Stored data entries:
++++++++++
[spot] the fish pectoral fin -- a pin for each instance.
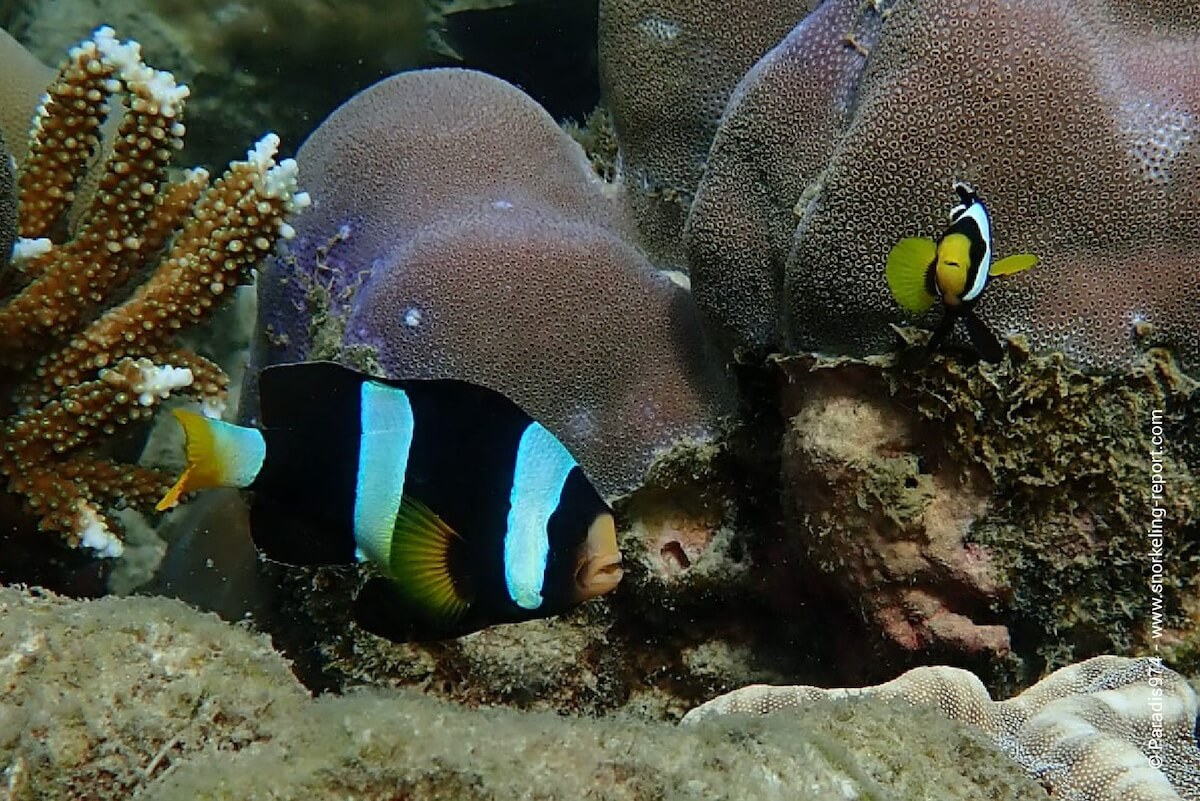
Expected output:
(419, 561)
(907, 272)
(984, 339)
(1012, 264)
(219, 455)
++++++++++
What you have to do: In the copy, include all records verbatim but no images.

Answer area:
[spot] the fish pectoral fin -- a pin for each instance.
Expected output:
(419, 561)
(907, 272)
(984, 339)
(1012, 264)
(219, 455)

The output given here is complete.